> **Problem 1**
In the abstract on generative AI for molecular design, what real-world case study is described as showing in vivo efficacy against multidrug-resistant infections?
> **Problem 2**
Which generative architectures does the abstract on generative AI for molecular design name? List every one.

> **Selected passage**

作者
Yan Sun,Lianghong Chen,Zihao Jing,Yan-yi Li,Dongkyu Kim,Jing-Yan Gao,Reza Noroozi,Grace Y. Yi,Conrard Giresse Tetsassi Feugmo,Anna Klinkova,Kyla Sask,Agustinus Kristiadi,Boyu Wang,Elizabeth R. Gillies,Kun Ping Lu,HaoTian Harvey Shi,Pingzhao Hu
摘要
The design of novel molecules underpins advances in both drug discovery and biomaterials engineering. Traditional approaches, from natural product isolation to high-throughput screening, have delivered important therapeutics but remain costly, inefficient, and limited in exploring the chemical and biomolecular space. While predictive machine learning models improved aspects of discovery, they cannot fully address the complexity of modern precision medicine. Generative artificial intelligence (AI) offers a paradigm shift by enabling de novo molecular creation guided by data-driven optimization. Architectures such as variational autoencoders, generative adversarial networks, normalizing flows, and diffusion models now demonstrate unprecedented capabilities in designing small molecules and macromolecules that satisfy complex physicochemical and biological requirements. This review surveys the rapidly evolving field of generative AI for molecular design. We first introduce the development of generative architectures and optimization strategies, focusing on how sampling, training, and postgeneration techniques improve control over molecular design. We then examine applications across molecular representations, unconstrained and property-constrained design, conformation modeling, and the generation of large biomolecules such as proteins, antibodies, and peptides. Benchmarking datasets, evaluation metrics, and real-world case studies, such as the AI-driven discovery of novel antibiotics demonstrated in vivo efficacy against multidrug-resistant infections, illustrate the growing maturity and translational potential of generative molecular design approaches. Despite rapid advances, generative molecular design still faces critical challenges that point to key future directions. These include integrating physicochemical priors through differentiable physical models, overcoming data scarcity via synthetic augmentation and transfer learning, enabling multimodal fusion of structural, omics, and phenotypic data, deploying autonomous AI agents for adaptive decision-making, and optimizing multiple objectives with uncertainty-aware strategies. Addressing these challenges could lead to more robust, generalizable, and experimentally aligned molecular design systems.

> **Data shown**
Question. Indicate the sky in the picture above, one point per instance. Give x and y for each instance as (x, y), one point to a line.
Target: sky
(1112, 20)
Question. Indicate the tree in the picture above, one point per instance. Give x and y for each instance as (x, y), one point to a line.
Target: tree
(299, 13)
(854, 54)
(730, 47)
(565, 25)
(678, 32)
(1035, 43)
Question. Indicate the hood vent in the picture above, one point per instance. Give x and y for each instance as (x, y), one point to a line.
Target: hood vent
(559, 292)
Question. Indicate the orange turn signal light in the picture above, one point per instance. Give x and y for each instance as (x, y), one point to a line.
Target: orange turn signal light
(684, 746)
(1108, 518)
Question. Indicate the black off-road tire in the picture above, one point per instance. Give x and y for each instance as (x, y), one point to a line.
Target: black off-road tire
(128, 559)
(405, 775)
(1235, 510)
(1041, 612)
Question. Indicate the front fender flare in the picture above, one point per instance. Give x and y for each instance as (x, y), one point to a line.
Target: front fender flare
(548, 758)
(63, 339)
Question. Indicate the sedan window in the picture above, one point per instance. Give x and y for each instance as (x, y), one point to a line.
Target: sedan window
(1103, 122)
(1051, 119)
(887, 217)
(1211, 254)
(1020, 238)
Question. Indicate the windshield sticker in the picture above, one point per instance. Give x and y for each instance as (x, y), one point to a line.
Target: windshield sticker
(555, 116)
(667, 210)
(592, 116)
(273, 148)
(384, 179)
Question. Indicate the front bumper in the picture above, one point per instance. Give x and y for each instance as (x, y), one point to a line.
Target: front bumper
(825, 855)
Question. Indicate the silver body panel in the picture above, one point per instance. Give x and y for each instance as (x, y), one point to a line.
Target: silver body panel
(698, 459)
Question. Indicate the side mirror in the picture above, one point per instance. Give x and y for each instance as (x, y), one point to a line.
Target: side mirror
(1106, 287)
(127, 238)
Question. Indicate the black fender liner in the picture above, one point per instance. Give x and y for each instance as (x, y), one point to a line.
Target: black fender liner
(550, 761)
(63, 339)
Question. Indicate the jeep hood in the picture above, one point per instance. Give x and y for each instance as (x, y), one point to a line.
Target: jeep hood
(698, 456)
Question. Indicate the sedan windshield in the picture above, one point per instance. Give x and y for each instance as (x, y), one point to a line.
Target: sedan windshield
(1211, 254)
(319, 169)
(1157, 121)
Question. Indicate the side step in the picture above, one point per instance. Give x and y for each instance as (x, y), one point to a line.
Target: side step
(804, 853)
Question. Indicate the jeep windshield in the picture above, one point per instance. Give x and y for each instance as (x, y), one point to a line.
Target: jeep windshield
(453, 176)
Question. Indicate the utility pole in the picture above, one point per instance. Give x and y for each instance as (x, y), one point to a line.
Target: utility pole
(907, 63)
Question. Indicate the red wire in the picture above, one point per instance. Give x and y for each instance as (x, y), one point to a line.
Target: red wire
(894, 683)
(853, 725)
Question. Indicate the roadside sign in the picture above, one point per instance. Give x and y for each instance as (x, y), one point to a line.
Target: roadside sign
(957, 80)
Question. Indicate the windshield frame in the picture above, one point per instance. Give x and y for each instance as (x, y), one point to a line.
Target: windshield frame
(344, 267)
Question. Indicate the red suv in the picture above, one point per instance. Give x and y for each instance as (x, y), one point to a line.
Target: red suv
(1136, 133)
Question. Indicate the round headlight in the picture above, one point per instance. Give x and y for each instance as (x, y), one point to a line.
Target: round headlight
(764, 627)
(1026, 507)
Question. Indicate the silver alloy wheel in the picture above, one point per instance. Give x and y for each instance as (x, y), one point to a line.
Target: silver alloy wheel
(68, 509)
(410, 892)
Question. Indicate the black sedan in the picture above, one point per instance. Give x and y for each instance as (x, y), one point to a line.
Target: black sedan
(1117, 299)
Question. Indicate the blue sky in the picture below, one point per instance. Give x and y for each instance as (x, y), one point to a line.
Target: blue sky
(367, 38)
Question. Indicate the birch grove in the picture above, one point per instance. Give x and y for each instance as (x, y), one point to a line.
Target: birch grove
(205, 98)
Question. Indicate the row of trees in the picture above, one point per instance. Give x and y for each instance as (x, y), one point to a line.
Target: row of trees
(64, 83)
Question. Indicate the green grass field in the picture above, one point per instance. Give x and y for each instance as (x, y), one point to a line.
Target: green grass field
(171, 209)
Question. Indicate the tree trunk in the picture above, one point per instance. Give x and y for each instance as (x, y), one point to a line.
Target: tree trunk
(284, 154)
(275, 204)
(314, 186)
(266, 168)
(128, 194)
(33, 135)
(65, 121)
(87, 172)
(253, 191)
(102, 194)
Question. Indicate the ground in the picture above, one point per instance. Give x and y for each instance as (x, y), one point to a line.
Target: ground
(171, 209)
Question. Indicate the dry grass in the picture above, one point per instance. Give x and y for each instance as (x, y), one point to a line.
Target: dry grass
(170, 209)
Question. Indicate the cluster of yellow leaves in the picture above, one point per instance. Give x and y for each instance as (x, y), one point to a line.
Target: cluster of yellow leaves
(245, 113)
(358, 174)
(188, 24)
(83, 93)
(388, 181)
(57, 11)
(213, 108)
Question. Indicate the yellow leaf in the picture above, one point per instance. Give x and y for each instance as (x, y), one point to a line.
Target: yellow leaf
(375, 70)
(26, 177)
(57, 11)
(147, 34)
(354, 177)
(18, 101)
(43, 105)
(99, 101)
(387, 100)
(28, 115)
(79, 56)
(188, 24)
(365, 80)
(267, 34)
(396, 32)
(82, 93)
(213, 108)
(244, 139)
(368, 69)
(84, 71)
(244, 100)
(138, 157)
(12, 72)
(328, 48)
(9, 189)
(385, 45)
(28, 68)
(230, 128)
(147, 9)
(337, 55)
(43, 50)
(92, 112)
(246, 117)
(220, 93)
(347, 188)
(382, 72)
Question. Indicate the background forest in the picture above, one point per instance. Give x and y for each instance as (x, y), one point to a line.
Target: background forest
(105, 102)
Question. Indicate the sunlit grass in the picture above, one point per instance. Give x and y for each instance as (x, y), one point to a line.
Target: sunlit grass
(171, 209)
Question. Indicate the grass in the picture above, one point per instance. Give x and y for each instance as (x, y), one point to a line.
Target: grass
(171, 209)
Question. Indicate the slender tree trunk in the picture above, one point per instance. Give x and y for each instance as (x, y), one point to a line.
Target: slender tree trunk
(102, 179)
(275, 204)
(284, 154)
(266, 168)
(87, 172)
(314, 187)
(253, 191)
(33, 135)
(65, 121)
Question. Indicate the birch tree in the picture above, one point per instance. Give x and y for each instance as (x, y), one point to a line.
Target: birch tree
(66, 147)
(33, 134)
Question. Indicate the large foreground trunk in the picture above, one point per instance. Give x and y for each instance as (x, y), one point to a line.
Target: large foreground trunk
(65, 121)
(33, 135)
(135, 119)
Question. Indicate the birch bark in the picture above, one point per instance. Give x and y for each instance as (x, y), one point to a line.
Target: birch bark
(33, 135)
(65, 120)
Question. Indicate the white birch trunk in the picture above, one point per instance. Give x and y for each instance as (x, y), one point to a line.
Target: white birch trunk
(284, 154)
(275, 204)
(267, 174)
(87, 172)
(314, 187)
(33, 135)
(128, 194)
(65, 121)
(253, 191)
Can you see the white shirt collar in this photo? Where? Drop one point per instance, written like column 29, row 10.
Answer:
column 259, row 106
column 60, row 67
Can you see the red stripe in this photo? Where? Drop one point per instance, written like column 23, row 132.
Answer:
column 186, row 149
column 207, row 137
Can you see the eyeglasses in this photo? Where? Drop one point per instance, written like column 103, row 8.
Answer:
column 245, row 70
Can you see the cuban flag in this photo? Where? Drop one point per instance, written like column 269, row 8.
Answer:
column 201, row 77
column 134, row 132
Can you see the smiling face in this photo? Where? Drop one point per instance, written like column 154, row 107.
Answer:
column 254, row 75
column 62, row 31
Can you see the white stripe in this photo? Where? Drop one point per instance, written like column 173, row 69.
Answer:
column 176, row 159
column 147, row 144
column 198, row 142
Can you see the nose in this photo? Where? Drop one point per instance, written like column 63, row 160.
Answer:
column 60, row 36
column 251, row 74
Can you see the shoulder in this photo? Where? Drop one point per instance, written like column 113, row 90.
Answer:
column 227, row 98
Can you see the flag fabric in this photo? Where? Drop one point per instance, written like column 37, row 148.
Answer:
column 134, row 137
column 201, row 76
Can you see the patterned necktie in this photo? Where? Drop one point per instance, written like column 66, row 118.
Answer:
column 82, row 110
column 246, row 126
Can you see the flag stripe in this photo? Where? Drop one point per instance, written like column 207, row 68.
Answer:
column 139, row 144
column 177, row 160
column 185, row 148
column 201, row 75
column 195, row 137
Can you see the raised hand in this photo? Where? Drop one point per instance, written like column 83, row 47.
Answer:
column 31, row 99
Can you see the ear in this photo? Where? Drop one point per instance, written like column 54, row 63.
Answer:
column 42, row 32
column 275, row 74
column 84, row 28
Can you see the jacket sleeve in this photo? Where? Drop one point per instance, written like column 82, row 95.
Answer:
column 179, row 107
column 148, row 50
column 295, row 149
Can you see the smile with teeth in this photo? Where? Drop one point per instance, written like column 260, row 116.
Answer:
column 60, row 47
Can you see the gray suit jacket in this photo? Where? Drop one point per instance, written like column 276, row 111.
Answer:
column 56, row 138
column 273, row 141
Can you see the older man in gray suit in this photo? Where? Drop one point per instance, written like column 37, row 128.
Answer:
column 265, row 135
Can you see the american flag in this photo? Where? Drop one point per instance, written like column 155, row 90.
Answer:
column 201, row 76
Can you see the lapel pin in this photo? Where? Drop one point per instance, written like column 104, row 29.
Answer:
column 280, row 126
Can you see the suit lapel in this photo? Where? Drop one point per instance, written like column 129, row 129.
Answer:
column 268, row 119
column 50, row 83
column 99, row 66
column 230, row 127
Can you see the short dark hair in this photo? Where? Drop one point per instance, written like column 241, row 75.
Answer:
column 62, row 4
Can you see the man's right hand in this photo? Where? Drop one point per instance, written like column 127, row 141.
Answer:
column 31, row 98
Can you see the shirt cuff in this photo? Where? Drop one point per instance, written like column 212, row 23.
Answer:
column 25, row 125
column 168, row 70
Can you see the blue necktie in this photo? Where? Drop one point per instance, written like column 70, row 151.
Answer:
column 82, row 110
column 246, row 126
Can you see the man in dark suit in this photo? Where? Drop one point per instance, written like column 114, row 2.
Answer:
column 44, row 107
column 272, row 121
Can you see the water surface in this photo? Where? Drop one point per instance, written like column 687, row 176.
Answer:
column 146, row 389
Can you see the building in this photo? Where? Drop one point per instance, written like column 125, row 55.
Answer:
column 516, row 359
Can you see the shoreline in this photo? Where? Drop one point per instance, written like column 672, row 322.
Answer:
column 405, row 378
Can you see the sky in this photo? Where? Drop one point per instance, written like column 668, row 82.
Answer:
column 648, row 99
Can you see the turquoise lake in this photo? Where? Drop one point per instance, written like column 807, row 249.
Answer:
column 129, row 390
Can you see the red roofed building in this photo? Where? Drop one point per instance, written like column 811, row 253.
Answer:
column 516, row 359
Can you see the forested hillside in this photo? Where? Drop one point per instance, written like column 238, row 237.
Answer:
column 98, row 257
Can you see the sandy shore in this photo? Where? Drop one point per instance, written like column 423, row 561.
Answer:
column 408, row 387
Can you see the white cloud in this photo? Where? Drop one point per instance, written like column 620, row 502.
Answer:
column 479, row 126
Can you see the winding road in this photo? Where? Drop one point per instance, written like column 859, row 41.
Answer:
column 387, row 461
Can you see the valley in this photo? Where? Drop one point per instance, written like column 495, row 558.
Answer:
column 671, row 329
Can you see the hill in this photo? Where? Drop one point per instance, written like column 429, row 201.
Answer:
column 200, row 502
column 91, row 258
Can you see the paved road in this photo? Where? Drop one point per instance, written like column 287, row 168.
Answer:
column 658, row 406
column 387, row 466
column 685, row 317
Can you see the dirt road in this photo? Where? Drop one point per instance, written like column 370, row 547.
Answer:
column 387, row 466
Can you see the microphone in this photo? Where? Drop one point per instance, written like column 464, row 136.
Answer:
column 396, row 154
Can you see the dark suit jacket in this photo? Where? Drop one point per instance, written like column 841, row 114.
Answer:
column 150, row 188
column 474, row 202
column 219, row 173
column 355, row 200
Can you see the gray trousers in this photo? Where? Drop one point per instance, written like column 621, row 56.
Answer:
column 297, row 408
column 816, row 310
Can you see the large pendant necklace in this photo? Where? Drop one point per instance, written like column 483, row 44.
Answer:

> **Exercise answer 1**
The AI-driven discovery of novel antibiotics.

> **Exercise answer 2**
- Variational autoencoders
- Generative adversarial networks
- Normalizing flows
- Diffusion models